■ Aim of the exercise: In the article on Downtown Brooklyn intersections, how many people did motor vehicles strike at the intersection where Alexander was killed between 1995 and 2005?

■ Selected excerpt:
++++++

Intersection Has
Over-the-Top
Accident Rate
By Mary Frost
Brooklyn Daily Eagle
DOWNTOWN BROOKLYN -- As Brooklyn mourns a lost child, residents wonder if a solution for a gauntlet of deadly Downtown intersections will ever be found.
Eight-year-old Alexander Toulouse, out for a bike ride with his dad Saturday afternoon, was struck and killed by a mail truck at the corner of Boerum Place (Adams Street) and Livingston Street -- one of several intersections in Downtown Brooklyn with over-the-top pedestrian accident rates.
Alexander, a third-grader at P.S. 29 in Cobble Hill, was following his father as the pair rode north on Boerum Place/Adams Street in the direction of the Brooklyn Bridge. According to published reports, Alexander was just a few feet behind his father when the Postal Service truck hit him while turning west onto Livingston Street.
The driver was inconsolable after the accident, according to published reports.
Shockingly, statistics compiled and mapped by Transportation Alternatives (crashstat.org) show that motor vehicles struck 39 people -- 28 pedestrians and 11 bicyclists -- at the very intersection where Alexander was killed, in the 10-year period from 1995 to 2005. Figures for the last three years are not available.
While Saturday’s tragedy appears to be just an unfathomable accident, statistics point to an avalanche of accident after bloody accident within a few blocks of each other, year after year.
A half a block east on Livingston Street, eight pedestrians were struck during the same time period; one of them died. A block north, at the notorious Adams/Livingston/Fulton Street intersection, 32 people were struck and injured.
A few steps away, at Adams and Willoughby, 11 people were hit. Next to this, at Fulton and Willoughby, one more. At Fulton near Red Hook Lane, another one.

++++++

Dataset excerpts on object pointing
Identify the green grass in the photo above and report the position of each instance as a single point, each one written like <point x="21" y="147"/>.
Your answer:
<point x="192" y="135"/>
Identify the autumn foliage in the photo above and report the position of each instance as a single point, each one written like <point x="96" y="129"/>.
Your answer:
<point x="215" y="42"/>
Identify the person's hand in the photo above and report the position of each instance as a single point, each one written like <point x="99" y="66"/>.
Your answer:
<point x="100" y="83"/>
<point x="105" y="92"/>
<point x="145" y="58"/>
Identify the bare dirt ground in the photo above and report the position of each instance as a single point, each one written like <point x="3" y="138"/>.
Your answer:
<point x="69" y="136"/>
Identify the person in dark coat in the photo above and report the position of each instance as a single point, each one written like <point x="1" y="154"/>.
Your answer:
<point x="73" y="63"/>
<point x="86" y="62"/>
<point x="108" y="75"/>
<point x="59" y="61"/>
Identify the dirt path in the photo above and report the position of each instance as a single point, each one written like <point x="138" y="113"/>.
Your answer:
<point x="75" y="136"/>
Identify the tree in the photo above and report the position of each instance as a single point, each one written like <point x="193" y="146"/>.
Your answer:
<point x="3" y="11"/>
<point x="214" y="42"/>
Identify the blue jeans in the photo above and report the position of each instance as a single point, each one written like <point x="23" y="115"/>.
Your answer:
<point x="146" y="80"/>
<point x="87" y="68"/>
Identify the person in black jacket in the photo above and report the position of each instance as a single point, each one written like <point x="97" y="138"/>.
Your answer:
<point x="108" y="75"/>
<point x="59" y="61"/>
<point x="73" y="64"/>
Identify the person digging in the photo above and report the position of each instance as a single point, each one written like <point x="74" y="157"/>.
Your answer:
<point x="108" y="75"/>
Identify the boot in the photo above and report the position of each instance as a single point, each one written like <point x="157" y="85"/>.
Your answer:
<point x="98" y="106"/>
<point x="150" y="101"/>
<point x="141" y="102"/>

++++++

■ The response: 39 people: 28 pedestrians and 11 bicyclists.